The doctor told him he could recover some or most of the sense of smell, by this one weird trick(ok...I'm being silly here...I'm really being serious) and it actually did work somewhat.

He could still discern vanilla, licorice, ammonia, chlorine....really strong smells but not much else. This is what the Dr had us do. We put items in small sealed jars and he would sniff and guess what they are. At first, pungent things like garlic, cinnamon, ginger, lemon. Sniff and guess until he was correct more times than not. It was retraining for the sense of smell. Sort of like learning the smells all over again. Once he mastered those we tried other things and eventually he was able to regain the ability to smell more items.

Practice practice practice.

It still isn't perfect but much better. Until he did regain his sense of smell it was pretty sad. He said he was eating without much taste and just going on memory of what things USED to taste like, without any sense of what they were actually tasting like now.

cubanbob said...

Smell is something most of us take for granted, we don't tend to equate it in importance like vision and hearing but it is. Smell can bring back a memory in its full intenseness as if it just occurred. Why that is I don't know but a smell can do that.

knox said...

################

■ Exercise requirements ■
• a. Answer these from the comment about regaining the sense of smell:
(i) Which strong smells could he still discern?
(ii) Which pungent items were tried first in the sealed jars?
(iii) Before regaining his sense of smell, what did he say he relied on when eating?
• b. Turn the paragraph beginning "He could still discern vanilla" in the comment about regaining the sense of smell into a short list that keeps its main facts.

■ Dataset section ■
################

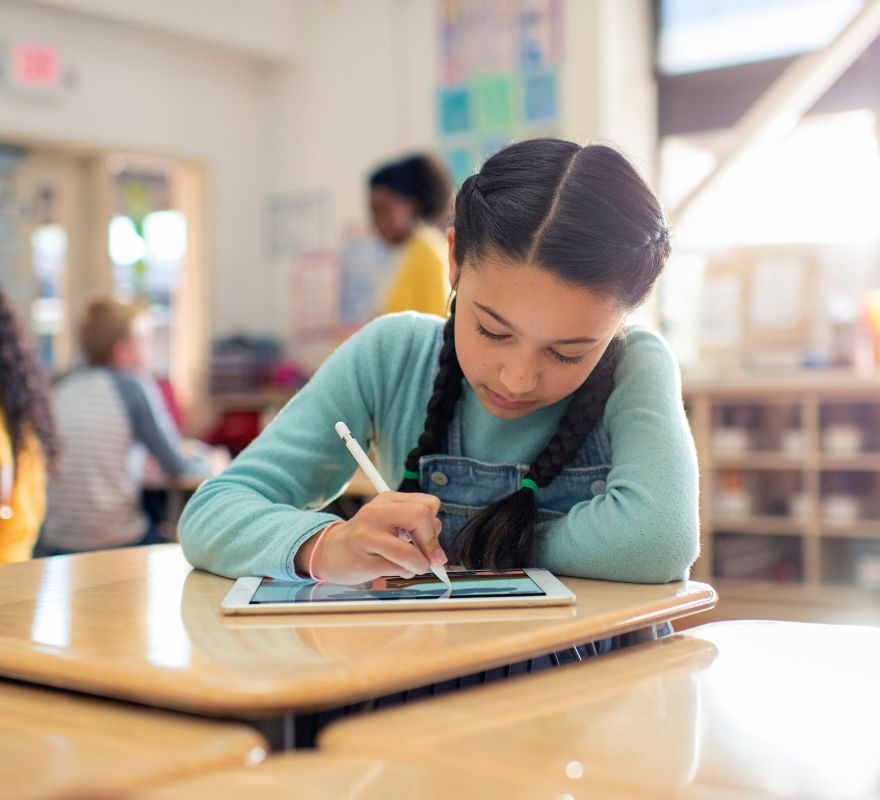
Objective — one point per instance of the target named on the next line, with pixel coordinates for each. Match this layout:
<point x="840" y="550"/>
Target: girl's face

################

■ Answers to the problems ■
• a.
(i) Vanilla, licorice, ammonia, and chlorine.
(ii) Garlic, cinnamon, ginger, and lemon.
(iii) His memory of what things used to taste like.

• b.
- He could still detect only very strong smells: vanilla, licorice, ammonia, and chlorine.
- On the doctor's instructions, items were put in small sealed jars for him to sniff and identify.
- Pungent items came first: garlic, cinnamon, ginger, and lemon.
- He repeated this until he was right more often than not, relearning the smells.
- Other items were then added, and he gradually became able to smell more of them.